> _Exercise instructions_
(a) In the text about the Gliwice radio station, in what year did the station reopen as a museum?
(b) Summarize the text about the Gliwice radio station in two sentences.
(c) Proceed with the account of the Gliwice radio station raid, starting after its last sentence.

— BEGIN Text shown —

As the rays of early evening sun lingered over the giant wooden mast that protruded through the pine forest, two cars passed through the gates of the German radio station and stopped outside the three-storey transmission building.

In the following minutes, seven SS officers posing as Polish partisans, would carry out a simple act that would leave one man dead on the station steps – and provide Adolf Hitler with the excuse to invade Poland, plunging the world into six dark years of conflict.

The events that took place in the fading light of August 31, 1939 around Gliwice radio station – some four miles inside Germany, on the border with Poland – have largely been overlooked by historians. Even relatives of the dead man have only spoken of the incident in hushed, private family gatherings, preferring not to ask questions of authorities on either side.

And on Tuesday, when German Chancellor Angela Merkel meets the prime ministers of Russia and Poland in Gdansk (formerly Danzig) to commemorate the day 70 years ago when Hitler's tanks rolled across Poland's borders, little thought will be given to the place where it started – or the man who died there.

However, on Monday, in the manicured grounds of the radio station on the edge of the industrial city of Gliwice, which is now within Poland's borders, there will be a low-key commemoration and, for the first time, German and Polish historians will gather to discuss what took place.

The radio station, still dominated by the 111-ft high transmitting mast, was reopened as a museum in 2005. This week, its director, Andrzej Jarczewski, said: "Many people will have never known what took place here to start the entire war. It is not a moment easily remembered for many reasons.

"There are some who remember but have wanted to forget because they believe it brings a stain to the reputation of Poland. But the truth is it is not a moment to forget but to remember and to learn about the real events that started it all."

The audacity of the raid and the brazen manner in which it was exploited by Hitler is still astounding. It was shortly before 8pm that SS-Sturmbannfuhrer Alfred Naujocks and his elite six-man team drove into the radio station. In one of the cars was Franciszek Honiok, a 43-year-old unmarried Catholic farmer. He had been arrested by the SS in the village of Polomia on August 30, and ruthlessly selected as the person who would provide the ''proof'' of Polish aggression against Germany.

— END Text shown —
— BEGIN Given data —

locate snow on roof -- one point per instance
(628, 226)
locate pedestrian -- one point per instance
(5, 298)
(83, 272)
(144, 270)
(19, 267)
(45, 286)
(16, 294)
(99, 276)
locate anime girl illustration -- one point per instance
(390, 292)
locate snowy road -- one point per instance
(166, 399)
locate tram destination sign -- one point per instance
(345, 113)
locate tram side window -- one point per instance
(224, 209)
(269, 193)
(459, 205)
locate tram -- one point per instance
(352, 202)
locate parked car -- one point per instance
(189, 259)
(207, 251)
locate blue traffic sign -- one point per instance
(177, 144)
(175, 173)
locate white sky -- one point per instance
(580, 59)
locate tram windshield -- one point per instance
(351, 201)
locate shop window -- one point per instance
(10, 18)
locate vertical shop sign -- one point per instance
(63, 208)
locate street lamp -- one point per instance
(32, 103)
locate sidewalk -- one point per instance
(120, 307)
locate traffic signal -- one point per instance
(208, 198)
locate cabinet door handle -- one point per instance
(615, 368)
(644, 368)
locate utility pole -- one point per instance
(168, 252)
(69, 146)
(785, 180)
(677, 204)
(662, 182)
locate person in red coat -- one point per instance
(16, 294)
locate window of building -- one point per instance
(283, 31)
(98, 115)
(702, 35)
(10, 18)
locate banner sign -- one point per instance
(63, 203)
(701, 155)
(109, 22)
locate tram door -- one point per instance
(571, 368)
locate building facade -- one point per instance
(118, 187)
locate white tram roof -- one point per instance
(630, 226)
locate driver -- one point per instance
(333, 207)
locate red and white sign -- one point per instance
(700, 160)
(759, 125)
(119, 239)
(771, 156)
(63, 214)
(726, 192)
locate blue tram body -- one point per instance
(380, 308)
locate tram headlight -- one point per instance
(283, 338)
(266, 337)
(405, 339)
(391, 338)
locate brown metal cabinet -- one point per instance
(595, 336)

— END Given data —
— BEGIN Given data —

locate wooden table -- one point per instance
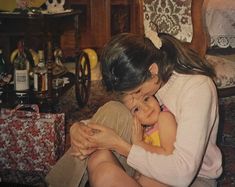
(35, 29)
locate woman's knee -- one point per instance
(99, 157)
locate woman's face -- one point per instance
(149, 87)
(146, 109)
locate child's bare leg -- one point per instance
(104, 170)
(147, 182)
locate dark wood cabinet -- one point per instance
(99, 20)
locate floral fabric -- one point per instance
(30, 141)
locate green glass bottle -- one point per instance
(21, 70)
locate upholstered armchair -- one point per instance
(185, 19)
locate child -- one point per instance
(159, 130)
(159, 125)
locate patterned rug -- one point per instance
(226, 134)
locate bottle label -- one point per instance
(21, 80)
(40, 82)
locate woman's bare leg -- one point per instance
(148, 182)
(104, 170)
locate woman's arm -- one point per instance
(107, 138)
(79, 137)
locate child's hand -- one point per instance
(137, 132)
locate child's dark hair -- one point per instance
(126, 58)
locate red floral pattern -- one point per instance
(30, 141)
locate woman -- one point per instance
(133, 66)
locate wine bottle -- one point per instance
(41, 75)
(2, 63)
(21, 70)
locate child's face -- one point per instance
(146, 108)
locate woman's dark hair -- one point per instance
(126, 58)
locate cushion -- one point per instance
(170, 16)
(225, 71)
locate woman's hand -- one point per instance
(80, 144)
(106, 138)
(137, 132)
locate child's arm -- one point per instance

— END Given data —

> _Outputs by task_
(a) 2005

(b) On August 31, 1939, seven SS officers posing as Polish partisans carried out a raid on the German radio station at Gliwice that left one man dead and gave Hitler the excuse to invade Poland. Historians have largely overlooked the event, but the station, reopened as a museum in 2005, will hold a low-key commemoration where German and Polish historians will gather for the first time to discuss what took place.

(c)
The Nazis charged up the steps and through the station's front door. They met no resistance from the guards and quickly overpowered the three engineers on duty.

In the hectic moments that followed, Naujocks fired several shots into the air and ordered the terrified staff to do as they were told.

One of the SS men, Karl Hornack, was a Polish speaker. He grabbed the main microphone and shouted: "Uwage! Tu Gliwice. Rozglosnia znajduje sie w rekach Polskich.''(Attention! This is Gliwice. The broadcasting station is in Polish hands.)...

... Details of the Gliwice raid first emerged during the Nuremberg trials, but it was not until 1958 that the full facts were revealed after the British writer Comer Clarke tracked down former SS-Sturmbannfuhrer Alfred Naujocks in Hamburg. Confronted by Clarke, Naujocks admitted: "Yes, I started it all. I don't think anyone will bother about me now." In the resulting article, he was identified as "The Man Who Started The Last War".

Naujocks, who died in 1960 and who never faced a war-crimes tribunal, disclosed how he had been summoned to the Berlin office of Reinhard Heydrich, the feared head of the German secret police.

"Heydrich told me 'Within a month we shall be at war with Poland. The Fuhrer is determined. But first we have to have something to go to war about. We've organised incidents in Danzig, along the East Prussian border with Poland, and along the German frontier. But there has to be something big and obvious'." ...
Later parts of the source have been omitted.